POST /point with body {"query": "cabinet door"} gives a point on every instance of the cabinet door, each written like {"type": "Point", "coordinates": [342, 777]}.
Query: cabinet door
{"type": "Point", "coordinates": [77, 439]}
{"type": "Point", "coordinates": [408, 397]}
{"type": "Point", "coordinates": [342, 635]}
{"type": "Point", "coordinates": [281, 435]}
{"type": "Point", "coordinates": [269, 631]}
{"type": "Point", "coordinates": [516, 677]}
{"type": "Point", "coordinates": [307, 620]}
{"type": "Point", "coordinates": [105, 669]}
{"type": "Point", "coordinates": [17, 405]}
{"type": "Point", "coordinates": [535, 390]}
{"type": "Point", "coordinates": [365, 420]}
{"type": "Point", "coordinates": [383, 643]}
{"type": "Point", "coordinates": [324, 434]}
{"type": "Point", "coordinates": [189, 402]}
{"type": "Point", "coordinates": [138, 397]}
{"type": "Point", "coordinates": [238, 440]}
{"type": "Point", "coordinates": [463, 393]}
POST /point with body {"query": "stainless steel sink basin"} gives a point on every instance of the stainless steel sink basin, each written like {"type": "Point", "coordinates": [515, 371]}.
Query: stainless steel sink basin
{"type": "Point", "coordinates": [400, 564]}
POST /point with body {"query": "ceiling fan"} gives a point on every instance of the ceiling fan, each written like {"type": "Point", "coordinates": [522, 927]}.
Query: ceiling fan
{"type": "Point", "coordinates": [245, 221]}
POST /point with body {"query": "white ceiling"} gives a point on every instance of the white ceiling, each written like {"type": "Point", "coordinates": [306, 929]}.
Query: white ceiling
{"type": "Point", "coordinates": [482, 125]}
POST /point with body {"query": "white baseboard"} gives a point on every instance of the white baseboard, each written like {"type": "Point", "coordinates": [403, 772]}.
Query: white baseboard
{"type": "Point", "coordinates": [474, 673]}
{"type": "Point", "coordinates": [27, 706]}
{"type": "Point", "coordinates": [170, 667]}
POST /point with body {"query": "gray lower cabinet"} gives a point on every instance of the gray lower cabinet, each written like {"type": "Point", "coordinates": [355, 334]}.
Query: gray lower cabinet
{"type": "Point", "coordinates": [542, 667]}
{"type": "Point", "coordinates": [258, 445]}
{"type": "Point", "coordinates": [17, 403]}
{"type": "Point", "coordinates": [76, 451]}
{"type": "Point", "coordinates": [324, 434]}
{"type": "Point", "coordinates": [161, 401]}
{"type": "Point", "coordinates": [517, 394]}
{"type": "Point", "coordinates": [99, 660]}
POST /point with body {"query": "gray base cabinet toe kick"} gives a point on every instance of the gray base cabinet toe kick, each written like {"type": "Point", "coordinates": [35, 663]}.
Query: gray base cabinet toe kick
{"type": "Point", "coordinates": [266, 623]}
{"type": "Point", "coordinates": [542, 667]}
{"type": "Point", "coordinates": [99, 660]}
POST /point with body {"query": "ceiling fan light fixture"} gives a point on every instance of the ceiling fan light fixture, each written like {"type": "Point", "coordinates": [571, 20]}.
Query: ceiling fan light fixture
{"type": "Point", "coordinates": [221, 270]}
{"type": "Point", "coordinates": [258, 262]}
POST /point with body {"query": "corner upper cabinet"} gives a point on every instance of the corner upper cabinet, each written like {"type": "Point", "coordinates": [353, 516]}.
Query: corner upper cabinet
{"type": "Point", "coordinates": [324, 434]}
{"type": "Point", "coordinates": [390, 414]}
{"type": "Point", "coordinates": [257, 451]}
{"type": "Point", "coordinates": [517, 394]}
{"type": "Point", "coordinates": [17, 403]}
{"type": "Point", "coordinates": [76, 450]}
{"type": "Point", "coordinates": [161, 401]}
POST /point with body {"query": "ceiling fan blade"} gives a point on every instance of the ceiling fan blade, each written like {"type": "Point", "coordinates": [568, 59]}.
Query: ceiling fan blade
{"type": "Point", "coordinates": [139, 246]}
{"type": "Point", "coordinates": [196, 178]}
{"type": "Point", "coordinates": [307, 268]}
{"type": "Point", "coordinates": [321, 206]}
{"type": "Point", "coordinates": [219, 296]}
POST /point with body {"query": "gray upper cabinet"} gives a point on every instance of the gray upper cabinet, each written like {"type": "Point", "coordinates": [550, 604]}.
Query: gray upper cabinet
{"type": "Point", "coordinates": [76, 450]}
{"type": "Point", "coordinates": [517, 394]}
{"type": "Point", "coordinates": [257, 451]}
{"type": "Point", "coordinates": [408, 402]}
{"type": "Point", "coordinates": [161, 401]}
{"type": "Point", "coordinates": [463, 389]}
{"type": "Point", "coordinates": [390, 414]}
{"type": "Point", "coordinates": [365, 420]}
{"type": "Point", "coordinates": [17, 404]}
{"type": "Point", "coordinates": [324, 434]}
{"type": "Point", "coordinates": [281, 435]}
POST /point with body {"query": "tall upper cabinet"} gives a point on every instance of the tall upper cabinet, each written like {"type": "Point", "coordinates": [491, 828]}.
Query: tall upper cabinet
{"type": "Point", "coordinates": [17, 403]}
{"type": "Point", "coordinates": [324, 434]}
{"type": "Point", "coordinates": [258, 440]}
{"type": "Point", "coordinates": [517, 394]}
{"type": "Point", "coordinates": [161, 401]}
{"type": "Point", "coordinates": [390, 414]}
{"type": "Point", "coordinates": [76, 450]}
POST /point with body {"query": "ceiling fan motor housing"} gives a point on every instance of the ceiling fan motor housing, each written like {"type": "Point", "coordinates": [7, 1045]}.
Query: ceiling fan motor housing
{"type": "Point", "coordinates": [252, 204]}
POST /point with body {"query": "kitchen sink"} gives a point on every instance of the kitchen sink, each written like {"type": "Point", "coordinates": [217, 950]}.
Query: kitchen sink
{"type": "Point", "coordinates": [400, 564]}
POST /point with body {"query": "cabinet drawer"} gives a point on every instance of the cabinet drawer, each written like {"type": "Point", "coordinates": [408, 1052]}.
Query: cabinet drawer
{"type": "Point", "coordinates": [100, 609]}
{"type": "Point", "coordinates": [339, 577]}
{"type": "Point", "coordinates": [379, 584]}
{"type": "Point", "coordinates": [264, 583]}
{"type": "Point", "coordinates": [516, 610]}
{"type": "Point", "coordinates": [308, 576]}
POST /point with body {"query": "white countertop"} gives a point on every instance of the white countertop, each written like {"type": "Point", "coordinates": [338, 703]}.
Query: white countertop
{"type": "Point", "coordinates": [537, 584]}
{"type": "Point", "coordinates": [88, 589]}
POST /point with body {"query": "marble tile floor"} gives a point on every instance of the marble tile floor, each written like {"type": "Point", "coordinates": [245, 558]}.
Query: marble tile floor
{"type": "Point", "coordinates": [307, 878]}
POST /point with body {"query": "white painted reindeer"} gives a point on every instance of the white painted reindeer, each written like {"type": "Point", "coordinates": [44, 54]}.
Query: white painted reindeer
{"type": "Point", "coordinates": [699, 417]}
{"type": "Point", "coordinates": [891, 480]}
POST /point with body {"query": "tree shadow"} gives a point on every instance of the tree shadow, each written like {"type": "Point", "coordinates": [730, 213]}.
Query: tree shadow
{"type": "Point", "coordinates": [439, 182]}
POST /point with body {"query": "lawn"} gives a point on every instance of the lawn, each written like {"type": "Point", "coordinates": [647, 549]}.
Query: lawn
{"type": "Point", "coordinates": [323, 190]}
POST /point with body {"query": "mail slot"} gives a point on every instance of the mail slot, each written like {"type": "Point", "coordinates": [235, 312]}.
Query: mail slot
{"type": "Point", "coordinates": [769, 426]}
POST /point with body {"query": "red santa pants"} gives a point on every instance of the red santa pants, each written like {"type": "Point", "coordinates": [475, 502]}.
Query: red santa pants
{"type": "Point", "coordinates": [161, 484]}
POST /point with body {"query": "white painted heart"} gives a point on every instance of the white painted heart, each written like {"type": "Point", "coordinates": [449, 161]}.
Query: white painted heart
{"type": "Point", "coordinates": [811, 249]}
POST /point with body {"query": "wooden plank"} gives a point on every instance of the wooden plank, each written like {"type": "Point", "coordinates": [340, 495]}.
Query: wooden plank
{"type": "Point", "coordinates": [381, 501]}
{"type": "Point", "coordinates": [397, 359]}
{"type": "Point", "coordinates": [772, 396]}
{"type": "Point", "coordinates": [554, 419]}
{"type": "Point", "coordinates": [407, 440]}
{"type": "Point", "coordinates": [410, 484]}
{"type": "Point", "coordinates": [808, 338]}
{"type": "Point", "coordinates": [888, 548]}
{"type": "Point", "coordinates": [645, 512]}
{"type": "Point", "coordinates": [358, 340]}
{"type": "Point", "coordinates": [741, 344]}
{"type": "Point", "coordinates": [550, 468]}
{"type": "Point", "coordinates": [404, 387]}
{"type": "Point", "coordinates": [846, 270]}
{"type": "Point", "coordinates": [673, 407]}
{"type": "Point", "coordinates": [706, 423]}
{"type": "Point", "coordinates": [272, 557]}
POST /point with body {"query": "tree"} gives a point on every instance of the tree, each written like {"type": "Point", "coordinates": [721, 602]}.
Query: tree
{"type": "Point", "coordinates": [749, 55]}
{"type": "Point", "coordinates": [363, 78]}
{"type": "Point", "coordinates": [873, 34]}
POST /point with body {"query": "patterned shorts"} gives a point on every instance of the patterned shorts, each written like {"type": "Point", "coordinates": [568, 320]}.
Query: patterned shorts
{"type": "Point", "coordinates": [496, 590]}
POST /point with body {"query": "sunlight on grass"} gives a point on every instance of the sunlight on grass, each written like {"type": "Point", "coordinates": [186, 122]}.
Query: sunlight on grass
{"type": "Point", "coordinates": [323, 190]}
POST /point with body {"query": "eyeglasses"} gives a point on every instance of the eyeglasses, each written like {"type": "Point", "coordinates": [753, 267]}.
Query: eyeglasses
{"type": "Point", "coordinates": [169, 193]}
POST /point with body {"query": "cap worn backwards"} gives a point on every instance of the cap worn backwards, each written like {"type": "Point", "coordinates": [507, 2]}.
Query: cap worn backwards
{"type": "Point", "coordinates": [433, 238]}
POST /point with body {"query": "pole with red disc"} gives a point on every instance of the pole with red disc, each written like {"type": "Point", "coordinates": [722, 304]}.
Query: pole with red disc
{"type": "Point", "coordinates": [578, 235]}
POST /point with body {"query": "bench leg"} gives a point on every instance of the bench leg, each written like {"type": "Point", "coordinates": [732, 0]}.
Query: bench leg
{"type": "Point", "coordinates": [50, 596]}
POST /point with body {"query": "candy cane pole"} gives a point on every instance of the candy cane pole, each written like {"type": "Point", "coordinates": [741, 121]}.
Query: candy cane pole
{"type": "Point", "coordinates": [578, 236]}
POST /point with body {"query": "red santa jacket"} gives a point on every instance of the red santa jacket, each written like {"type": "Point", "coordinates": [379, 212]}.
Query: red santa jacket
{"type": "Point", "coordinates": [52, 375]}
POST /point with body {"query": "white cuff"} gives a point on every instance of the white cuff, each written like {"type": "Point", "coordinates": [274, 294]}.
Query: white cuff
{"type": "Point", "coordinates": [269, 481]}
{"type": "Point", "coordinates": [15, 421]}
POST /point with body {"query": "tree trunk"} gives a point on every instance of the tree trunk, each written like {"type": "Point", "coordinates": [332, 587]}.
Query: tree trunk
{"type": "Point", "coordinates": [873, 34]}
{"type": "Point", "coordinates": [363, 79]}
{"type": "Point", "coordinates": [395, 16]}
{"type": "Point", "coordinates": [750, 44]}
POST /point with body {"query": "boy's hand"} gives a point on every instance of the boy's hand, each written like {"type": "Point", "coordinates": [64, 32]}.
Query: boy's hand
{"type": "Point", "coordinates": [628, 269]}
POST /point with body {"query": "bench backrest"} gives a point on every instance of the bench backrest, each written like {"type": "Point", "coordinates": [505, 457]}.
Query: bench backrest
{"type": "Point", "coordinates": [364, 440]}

·····

# WHAT TO WORK ON
Using the entries above, give back exactly the line containing "Query: gray base cabinet toe kick", the line containing "of the corner", and every line between them, and nothing else.

# ANSWER SECTION
Query: gray base cabinet toe kick
{"type": "Point", "coordinates": [266, 623]}
{"type": "Point", "coordinates": [542, 667]}
{"type": "Point", "coordinates": [99, 660]}
POST /point with body {"query": "ceiling fan light fixture"} gives a point on every instance of the ceiling fan light fixture, each written like {"type": "Point", "coordinates": [571, 20]}.
Query: ceiling fan light fixture
{"type": "Point", "coordinates": [221, 270]}
{"type": "Point", "coordinates": [258, 262]}
POST /point with body {"query": "corner upper cabinet"} gives a point on every instance of the corner upper cabinet, each written like {"type": "Point", "coordinates": [353, 516]}.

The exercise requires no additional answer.